Nicht immer die allerneuesten, aber richtig gute Bücher verschiedener Genres und Themen, Teil 26/30

 

Rebecca Riehm

 

Frankfurt am Main (Weltexpresso) Manche Namen ziehen auch ohne Jubiläum. Michelangelo Merisi da Caravaggio (29. September 1571 – 18. Juli 1610) ist so einer, der als streitbarer Charakter genauso bekannt ist wie als stupender Barockmaler.

 

 

Maler, Mörder, Mythos, Geschichten zu Caravaggio

 

heißt ein Buch, das als Korrespondenz zur damaligen Caravaggio-Ausstellung in Düsseldorf CARAVAGGIO. AUF DEN SPUREN EINES GENIES vom 9.12. 2006-7.1.2007vom Kunstverlag Hatje Cantz herausgebracht wurde und in dem sich acht ausgesprochen bekannte Schriftsteller zu einzelnen Bildern/ seinem Leben in Form von Kurzerzählungen/Essays äußern. Das Kurzweilige beim Lesen ist die absolute Unterschiedlichkeit der Inhalte und Erzählformen, die herauskommt.

> **Aufgabenstellung**: Erklären Sie in ein bis drei Sätzen anhand der Buchvorstellung zu Caravaggio, worauf das Kurzweilige beim Lesen des Buches „Maler, Mörder, Mythos, Geschichten zu Caravaggio“ beruht. Die Datensätze stammen aus einer anderen Quelle als die Buchvorstellung.

> **Vorliegende Angaben**:
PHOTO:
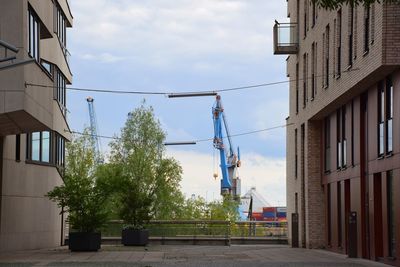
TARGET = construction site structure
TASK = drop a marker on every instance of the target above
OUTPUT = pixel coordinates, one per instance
(94, 130)
(229, 159)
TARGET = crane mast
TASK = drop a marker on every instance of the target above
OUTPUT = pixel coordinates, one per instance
(93, 129)
(230, 161)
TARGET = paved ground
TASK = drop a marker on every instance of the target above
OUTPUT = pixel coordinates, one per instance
(214, 256)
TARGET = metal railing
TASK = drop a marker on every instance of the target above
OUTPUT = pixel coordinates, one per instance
(286, 38)
(205, 228)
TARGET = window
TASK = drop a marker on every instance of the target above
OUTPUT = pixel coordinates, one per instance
(327, 141)
(39, 146)
(314, 13)
(339, 43)
(18, 148)
(389, 116)
(391, 214)
(367, 10)
(60, 90)
(326, 59)
(48, 67)
(305, 79)
(352, 132)
(295, 154)
(59, 151)
(341, 138)
(313, 70)
(305, 18)
(297, 88)
(339, 210)
(351, 34)
(46, 147)
(381, 118)
(33, 35)
(60, 26)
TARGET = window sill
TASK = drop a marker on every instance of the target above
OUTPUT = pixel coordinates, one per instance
(33, 162)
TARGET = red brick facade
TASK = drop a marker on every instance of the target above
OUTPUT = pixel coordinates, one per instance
(357, 53)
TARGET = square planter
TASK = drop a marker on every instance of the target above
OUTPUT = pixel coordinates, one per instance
(84, 241)
(135, 237)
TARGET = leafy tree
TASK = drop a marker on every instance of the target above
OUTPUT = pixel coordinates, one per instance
(149, 182)
(335, 4)
(81, 196)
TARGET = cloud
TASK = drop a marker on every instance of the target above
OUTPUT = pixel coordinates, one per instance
(161, 33)
(103, 57)
(268, 175)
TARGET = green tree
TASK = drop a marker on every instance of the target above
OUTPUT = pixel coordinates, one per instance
(148, 181)
(335, 4)
(81, 196)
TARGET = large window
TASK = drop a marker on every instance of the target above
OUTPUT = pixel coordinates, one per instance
(297, 88)
(326, 57)
(313, 70)
(295, 154)
(367, 11)
(60, 26)
(33, 35)
(339, 44)
(39, 146)
(60, 90)
(46, 147)
(305, 79)
(391, 214)
(350, 34)
(341, 138)
(327, 141)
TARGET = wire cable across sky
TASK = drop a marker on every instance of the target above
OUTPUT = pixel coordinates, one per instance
(193, 141)
(165, 93)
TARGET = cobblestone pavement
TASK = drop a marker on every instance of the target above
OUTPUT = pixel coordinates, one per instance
(214, 256)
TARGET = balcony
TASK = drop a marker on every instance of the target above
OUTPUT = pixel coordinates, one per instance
(286, 38)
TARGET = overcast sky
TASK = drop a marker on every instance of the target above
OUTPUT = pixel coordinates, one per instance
(186, 45)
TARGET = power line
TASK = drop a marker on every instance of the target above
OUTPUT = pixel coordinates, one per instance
(196, 141)
(165, 93)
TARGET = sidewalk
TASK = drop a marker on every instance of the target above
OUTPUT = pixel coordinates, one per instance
(236, 255)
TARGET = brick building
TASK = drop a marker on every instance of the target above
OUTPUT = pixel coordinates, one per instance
(343, 139)
(32, 120)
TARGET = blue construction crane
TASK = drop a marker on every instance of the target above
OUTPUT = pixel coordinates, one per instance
(230, 161)
(93, 129)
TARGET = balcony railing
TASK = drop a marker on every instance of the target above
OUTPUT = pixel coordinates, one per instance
(286, 38)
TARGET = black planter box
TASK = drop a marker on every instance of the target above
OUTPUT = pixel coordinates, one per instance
(84, 241)
(135, 237)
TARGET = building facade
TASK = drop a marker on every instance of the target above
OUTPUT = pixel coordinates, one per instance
(343, 135)
(33, 123)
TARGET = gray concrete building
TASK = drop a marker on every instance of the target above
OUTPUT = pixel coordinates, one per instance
(343, 138)
(33, 120)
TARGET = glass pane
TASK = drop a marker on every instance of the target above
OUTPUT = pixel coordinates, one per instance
(35, 154)
(31, 36)
(344, 153)
(381, 138)
(45, 146)
(390, 135)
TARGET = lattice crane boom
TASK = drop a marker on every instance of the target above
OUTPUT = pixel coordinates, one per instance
(94, 128)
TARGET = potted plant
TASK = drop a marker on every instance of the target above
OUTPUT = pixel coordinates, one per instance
(148, 182)
(81, 197)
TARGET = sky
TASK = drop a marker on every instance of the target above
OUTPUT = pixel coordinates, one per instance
(180, 46)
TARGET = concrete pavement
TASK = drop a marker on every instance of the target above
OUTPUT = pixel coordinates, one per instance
(214, 256)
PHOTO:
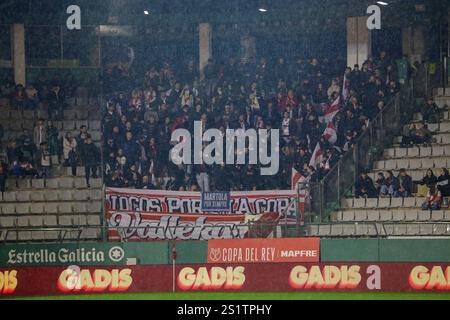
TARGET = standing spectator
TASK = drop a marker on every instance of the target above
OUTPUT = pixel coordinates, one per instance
(91, 157)
(70, 152)
(405, 184)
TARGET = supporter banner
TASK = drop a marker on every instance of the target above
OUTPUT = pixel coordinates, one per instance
(82, 254)
(264, 250)
(142, 215)
(254, 277)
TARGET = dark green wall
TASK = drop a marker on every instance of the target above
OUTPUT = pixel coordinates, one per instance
(383, 250)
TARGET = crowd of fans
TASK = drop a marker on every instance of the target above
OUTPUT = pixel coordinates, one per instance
(292, 97)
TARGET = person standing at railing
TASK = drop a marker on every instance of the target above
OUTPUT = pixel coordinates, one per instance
(91, 157)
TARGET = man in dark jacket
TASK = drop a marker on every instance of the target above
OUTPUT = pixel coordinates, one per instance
(91, 157)
(364, 187)
(405, 184)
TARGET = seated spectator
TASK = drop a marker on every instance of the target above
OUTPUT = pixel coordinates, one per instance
(433, 200)
(70, 152)
(427, 182)
(364, 187)
(390, 186)
(405, 184)
(430, 111)
(91, 158)
(443, 183)
(44, 160)
(379, 182)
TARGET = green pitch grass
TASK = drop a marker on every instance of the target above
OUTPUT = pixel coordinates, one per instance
(251, 296)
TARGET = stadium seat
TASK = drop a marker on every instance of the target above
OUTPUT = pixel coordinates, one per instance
(413, 229)
(23, 196)
(324, 230)
(37, 196)
(413, 152)
(66, 195)
(373, 215)
(384, 203)
(444, 126)
(93, 220)
(347, 203)
(80, 195)
(398, 215)
(65, 207)
(51, 207)
(24, 235)
(399, 230)
(440, 163)
(348, 230)
(37, 183)
(426, 164)
(360, 215)
(348, 215)
(37, 208)
(36, 221)
(65, 183)
(336, 230)
(386, 215)
(8, 208)
(409, 202)
(8, 221)
(10, 196)
(79, 207)
(389, 165)
(396, 202)
(389, 153)
(23, 221)
(401, 152)
(411, 215)
(438, 215)
(94, 207)
(22, 208)
(371, 202)
(52, 183)
(52, 195)
(380, 165)
(65, 220)
(438, 151)
(50, 221)
(415, 164)
(359, 203)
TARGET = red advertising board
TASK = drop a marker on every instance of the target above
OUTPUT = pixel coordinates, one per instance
(252, 277)
(263, 250)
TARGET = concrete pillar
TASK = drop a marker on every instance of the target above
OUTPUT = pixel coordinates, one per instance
(248, 47)
(413, 43)
(205, 37)
(18, 52)
(359, 41)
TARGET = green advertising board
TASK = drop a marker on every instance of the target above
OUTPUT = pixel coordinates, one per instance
(84, 254)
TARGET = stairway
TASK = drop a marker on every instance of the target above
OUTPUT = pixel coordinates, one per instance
(391, 217)
(62, 209)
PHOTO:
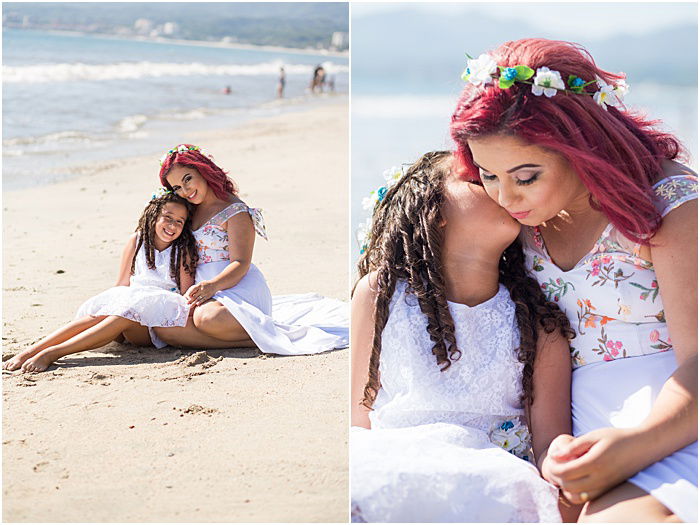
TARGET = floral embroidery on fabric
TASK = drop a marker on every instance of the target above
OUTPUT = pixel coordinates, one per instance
(660, 344)
(602, 269)
(556, 289)
(646, 292)
(212, 237)
(589, 319)
(611, 296)
(609, 349)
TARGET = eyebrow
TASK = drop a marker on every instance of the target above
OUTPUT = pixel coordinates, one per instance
(516, 168)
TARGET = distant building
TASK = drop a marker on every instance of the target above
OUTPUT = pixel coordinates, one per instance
(340, 40)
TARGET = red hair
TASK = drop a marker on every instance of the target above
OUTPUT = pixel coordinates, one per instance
(617, 154)
(216, 178)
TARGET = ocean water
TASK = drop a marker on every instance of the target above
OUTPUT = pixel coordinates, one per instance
(390, 130)
(70, 100)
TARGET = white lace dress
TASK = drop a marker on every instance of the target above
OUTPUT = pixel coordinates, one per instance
(429, 456)
(294, 324)
(151, 299)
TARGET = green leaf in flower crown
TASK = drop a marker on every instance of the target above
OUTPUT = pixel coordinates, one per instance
(504, 83)
(524, 73)
(572, 86)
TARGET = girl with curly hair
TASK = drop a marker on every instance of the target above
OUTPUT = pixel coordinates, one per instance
(157, 266)
(609, 230)
(456, 353)
(231, 300)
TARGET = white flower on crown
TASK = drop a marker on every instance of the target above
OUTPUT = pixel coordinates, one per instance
(607, 96)
(481, 69)
(363, 232)
(392, 175)
(621, 89)
(547, 81)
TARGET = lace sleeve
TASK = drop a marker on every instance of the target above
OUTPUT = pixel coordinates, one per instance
(239, 207)
(671, 192)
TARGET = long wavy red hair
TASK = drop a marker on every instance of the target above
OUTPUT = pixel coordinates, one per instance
(616, 153)
(216, 178)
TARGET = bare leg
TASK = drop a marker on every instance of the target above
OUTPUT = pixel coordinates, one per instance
(190, 336)
(99, 335)
(626, 503)
(214, 319)
(59, 336)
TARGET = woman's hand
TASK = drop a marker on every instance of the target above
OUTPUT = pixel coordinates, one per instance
(200, 292)
(593, 463)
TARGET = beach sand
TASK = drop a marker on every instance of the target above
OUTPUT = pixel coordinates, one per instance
(142, 435)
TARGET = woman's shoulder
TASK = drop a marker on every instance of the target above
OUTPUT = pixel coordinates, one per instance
(675, 186)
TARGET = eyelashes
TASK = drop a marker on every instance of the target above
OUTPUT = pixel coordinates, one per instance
(519, 182)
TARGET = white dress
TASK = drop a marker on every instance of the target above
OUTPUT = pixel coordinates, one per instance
(151, 299)
(431, 454)
(288, 325)
(622, 353)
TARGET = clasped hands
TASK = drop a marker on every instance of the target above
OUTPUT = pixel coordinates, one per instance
(589, 465)
(198, 293)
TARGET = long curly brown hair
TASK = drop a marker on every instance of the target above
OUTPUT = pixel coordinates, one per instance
(405, 245)
(184, 252)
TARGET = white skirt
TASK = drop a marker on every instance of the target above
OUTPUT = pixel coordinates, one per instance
(287, 325)
(147, 305)
(443, 472)
(620, 394)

> **Lösung**: Das Kurzweilige beim Lesen liegt in der absoluten Unterschiedlichkeit der Inhalte und Erzählformen. Diese Vielfalt entsteht, weil sich acht ausgesprochen bekannte Schriftsteller in Kurzerzählungen oder Essays zu einzelnen Bildern Caravaggios oder zu seinem Leben äußern.